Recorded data
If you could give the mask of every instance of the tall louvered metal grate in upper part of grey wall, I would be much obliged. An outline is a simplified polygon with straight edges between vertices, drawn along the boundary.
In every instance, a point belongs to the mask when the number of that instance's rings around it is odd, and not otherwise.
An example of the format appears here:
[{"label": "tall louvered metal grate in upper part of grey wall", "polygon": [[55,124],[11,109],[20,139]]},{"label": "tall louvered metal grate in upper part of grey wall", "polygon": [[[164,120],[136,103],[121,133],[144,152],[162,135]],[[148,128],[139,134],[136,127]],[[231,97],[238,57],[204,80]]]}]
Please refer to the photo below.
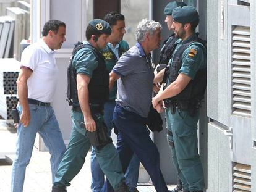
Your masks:
[{"label": "tall louvered metal grate in upper part of grey wall", "polygon": [[232,112],[251,117],[250,27],[232,31]]}]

** Work required **
State the number of lines in the records that include the word "instance", and add nothing to it.

** The answer **
2